任务要求 >>
• 1. 在这篇关于 MnBi₂Te₄ 的摘要里，高质量的 Sb 掺杂单晶样品是用什么方法生长出来的？
• 2. 请返回这篇关于 MnBi₂Te₄ 的摘要中的一段原文：从含有“磁性拓扑绝缘体Mn(Bi1-xSbx)2Te4的自旋分辨角分辨光电子能谱研究”的地方开始，到“掺杂的 MnBi₂Te₄ 是实现丰富拓扑相的潜在平台，也有助于进一步理解磁性拓扑体系中的磁与拓扑相互作用。”结束，一字不改。
• 3. 根据这篇关于 MnBi₂Te₄ 的摘要，本征反铁磁拓扑绝缘体 MnBi₂Te₄ 为什么会引起学界的广泛研究？

提取文本 >>

磁性拓扑绝缘体Mn(Bi1-xSbx)2Te4的自旋分辨角分辨光电子能谱研究

本征反铁磁拓扑绝缘体 MnBi₂Te₄ 因有望实现量子反常霍尔效应和轴子绝缘体相引发了学界对该体系的广泛研究。不同于理论预言和早期研究中报道的有能隙的拓扑表面态，高分辨率的基于激光光源的角分辨光电子能谱研究明确指出 MnBi₂Te₄ 的 (0001) 面存在无能隙的狄拉克锥。对 Sb 掺杂的 MnBi₂Te₄ 的角分辨光电子能谱研究进一步指出 Sb 掺杂不仅导致能带表现出了空穴掺杂行为，还使得表面态在狄拉克点打开了一个对体态磁性转变不敏感的能隙，且该能隙的大小随着掺杂浓度的增加而增大。在这里，我们使用助溶剂法生长了高质量的 Sb 掺杂 的 MnBi₂Te₄ 单晶样品，利用基于同步辐射光源的自旋分辨角分辨光电子能谱研究了 Sb 掺杂的 MnBi₂Te₄ 能带的自旋极化，并在其表面的中心高对称点处观测到了面外 z 方向的自旋翻转，这与我们随后的圆二色性角分辨光电子能谱实验中观察到的掺杂导致的二色性信号在能隙上下反号的现象一致。我们的研究结果指出 Mn(Bi_1-xSb_x)₂Te₄ 表面存在由 Sb 掺杂导致的磁能隙，不仅表明磁性拓扑绝缘体 Sb 掺杂的 MnBi₂Te₄ 是实现丰富拓扑相的潜在平台，也有助于进一步理解磁性拓扑体系中的磁与拓扑相互作用。

点标注数据节选 >>

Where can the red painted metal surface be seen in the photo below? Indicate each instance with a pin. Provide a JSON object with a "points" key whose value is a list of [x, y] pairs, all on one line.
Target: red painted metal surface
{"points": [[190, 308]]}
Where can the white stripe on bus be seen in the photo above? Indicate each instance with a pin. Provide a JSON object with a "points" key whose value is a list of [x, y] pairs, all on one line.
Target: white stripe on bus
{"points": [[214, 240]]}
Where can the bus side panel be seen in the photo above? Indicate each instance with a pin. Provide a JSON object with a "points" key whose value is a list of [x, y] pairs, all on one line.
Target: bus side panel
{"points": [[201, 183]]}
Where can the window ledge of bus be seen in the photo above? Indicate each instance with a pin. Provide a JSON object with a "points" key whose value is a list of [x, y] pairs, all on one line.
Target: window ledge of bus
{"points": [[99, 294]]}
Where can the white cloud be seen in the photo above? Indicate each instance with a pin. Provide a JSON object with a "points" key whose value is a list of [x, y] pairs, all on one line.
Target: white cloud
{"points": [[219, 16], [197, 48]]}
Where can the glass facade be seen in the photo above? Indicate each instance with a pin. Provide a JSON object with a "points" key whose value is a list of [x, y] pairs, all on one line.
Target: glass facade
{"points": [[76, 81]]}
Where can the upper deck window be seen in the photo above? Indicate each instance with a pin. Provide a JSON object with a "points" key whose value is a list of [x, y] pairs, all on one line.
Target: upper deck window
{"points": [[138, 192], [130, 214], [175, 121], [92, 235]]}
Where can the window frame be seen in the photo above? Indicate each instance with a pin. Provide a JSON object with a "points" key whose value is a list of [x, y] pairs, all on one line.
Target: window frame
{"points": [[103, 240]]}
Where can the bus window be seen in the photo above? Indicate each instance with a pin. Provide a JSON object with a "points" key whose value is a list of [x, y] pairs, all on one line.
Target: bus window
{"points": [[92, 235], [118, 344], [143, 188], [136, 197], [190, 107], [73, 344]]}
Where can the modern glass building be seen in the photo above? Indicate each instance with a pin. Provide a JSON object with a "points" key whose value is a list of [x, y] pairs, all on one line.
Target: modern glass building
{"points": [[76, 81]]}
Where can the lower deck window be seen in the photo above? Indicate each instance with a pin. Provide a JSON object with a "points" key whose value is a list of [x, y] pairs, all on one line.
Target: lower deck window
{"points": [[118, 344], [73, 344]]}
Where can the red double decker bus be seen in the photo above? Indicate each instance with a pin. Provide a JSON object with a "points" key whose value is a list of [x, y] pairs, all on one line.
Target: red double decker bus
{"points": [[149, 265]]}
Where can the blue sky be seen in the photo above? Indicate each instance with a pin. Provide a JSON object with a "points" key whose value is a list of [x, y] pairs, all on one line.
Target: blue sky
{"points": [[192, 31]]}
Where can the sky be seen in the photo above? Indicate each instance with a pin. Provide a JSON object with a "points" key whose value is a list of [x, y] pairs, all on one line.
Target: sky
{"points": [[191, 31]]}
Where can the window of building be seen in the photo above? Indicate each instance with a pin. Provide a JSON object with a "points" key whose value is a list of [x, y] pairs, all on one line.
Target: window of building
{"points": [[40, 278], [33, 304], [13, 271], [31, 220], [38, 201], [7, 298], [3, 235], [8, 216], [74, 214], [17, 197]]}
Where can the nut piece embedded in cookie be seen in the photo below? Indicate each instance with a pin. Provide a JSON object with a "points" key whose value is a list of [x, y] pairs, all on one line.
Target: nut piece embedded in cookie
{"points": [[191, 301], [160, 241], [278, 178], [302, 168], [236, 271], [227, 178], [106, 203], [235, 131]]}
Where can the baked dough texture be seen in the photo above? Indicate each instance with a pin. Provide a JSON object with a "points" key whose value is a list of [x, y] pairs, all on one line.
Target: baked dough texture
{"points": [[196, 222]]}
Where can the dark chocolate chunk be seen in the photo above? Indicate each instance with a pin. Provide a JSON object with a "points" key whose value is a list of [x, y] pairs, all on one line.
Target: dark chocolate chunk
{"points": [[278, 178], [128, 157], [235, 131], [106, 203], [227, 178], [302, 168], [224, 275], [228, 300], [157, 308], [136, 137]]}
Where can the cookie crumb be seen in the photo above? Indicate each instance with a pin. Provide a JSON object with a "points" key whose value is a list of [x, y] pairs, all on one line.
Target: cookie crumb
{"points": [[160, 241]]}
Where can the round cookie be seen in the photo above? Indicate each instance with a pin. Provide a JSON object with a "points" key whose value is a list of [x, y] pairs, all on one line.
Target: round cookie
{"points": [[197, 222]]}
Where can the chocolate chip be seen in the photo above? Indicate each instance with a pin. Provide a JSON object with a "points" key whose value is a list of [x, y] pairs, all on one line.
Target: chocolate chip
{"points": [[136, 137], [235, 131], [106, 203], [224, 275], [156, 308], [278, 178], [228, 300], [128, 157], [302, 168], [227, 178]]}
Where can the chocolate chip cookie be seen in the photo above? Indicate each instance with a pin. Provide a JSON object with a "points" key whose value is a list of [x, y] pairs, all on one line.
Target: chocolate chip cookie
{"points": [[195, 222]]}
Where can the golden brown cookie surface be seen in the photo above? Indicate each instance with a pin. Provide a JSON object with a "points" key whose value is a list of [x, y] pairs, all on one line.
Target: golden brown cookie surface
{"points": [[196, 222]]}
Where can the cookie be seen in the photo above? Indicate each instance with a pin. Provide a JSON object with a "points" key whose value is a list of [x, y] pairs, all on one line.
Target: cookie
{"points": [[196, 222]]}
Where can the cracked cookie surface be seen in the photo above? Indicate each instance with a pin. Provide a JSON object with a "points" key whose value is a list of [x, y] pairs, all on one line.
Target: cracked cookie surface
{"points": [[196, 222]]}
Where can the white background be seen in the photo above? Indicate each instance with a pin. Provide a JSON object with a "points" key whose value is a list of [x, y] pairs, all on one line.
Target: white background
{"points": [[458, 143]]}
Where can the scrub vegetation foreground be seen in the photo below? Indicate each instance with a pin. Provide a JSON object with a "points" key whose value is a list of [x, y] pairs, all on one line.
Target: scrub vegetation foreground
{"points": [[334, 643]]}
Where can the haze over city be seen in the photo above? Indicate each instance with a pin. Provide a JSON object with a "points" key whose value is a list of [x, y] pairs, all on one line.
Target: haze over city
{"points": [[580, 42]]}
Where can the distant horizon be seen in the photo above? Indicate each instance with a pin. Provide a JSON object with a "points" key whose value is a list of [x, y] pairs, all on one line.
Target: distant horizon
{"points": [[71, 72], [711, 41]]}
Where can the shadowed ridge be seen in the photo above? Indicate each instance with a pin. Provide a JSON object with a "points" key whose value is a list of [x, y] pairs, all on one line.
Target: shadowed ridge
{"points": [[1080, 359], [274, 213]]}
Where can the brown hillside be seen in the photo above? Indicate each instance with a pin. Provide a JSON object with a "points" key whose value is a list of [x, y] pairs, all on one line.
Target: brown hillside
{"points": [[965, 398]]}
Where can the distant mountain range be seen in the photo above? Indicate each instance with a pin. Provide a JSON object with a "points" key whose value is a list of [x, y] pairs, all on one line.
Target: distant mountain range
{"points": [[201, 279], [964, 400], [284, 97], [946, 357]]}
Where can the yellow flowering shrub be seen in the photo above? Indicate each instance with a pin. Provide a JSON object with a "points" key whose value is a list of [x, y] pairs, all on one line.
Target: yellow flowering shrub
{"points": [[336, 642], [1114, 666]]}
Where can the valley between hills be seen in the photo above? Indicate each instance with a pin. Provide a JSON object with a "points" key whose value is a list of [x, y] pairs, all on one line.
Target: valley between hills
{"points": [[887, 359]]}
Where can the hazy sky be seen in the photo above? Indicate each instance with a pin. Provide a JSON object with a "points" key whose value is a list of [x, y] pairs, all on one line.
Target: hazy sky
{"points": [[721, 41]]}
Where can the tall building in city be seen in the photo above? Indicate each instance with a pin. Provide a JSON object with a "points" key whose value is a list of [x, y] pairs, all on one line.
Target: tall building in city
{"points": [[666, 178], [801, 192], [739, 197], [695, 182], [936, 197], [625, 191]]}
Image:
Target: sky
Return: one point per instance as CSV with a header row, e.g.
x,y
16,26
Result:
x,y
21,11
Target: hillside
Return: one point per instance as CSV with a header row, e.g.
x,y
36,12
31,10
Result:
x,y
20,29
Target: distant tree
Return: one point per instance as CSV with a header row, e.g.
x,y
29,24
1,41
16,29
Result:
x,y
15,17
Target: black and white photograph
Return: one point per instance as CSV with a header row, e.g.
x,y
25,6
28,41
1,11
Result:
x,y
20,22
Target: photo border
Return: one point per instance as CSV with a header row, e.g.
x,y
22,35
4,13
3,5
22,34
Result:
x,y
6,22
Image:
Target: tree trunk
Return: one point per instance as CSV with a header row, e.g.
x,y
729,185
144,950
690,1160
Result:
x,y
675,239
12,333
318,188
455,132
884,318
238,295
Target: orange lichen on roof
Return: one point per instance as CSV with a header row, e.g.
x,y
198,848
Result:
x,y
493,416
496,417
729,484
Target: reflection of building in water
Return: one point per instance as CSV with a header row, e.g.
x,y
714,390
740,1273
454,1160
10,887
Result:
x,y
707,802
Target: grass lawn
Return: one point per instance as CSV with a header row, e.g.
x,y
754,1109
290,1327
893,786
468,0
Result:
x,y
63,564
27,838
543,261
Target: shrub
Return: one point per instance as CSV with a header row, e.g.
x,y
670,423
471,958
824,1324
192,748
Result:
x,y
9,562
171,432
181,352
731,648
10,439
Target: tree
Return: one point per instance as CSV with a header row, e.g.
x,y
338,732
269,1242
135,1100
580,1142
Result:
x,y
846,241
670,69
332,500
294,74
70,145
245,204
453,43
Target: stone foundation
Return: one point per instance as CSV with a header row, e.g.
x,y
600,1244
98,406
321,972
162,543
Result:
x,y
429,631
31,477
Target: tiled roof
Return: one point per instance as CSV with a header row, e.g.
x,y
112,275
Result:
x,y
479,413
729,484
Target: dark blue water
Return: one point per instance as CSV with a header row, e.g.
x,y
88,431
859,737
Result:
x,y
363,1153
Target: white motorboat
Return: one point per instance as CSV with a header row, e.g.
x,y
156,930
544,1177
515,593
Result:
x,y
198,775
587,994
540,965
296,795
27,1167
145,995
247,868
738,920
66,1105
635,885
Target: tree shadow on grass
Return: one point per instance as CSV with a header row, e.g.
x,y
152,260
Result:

练习结果 >>
• 1. 助溶剂法。

• 2.
磁性拓扑绝缘体Mn(Bi1-xSbx)2Te4的自旋分辨角分辨光电子能谱研究

本征反铁磁拓扑绝缘体 MnBi₂Te₄ 因有望实现量子反常霍尔效应和轴子绝缘体相引发了学界对该体系的广泛研究。不同于理论预言和早期研究中报道的有能隙的拓扑表面态，高分辨率的基于激光光源的角分辨光电子能谱研究明确指出 MnBi₂Te₄ 的 (0001) 面存在无能隙的狄拉克锥。对 Sb 掺杂的 MnBi₂Te₄ 的角分辨光电子能谱研究进一步指出 Sb 掺杂不仅导致能带表现出了空穴掺杂行为，还使得表面态在狄拉克点打开了一个对体态磁性转变不敏感的能隙，且该能隙的大小随着掺杂浓度的增加而增大。在这里，我们使用助溶剂法生长了高质量的 Sb 掺杂 的 MnBi₂Te₄ 单晶样品，利用基于同步辐射光源的自旋分辨角分辨光电子能谱研究了 Sb 掺杂的 MnBi₂Te₄ 能带的自旋极化，并在其表面的中心高对称点处观测到了面外 z 方向的自旋翻转，这与我们随后的圆二色性角分辨光电子能谱实验中观察到的掺杂导致的二色性信号在能隙上下反号的现象一致。我们的研究结果指出 Mn(Bi_1-xSb_x)₂Te₄ 表面存在由 Sb 掺杂导致的磁能隙，不仅表明磁性拓扑绝缘体 Sb 掺杂的 MnBi₂Te₄ 是实现丰富拓扑相的潜在平台，也有助于进一步理解磁性拓扑体系中的磁与拓扑相互作用。

• 3. 因为它有望实现量子反常霍尔效应和轴子绝缘体相。